Action item:
Tally the lines in the data below where the word "bounding" appears, and give the tally alone.

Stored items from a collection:
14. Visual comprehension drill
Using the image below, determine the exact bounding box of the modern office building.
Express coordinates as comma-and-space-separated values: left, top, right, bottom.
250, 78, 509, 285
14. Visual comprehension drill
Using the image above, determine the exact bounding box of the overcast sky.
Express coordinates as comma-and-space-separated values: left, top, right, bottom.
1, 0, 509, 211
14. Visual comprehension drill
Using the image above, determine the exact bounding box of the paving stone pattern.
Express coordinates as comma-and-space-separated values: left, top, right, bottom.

Solution below:
3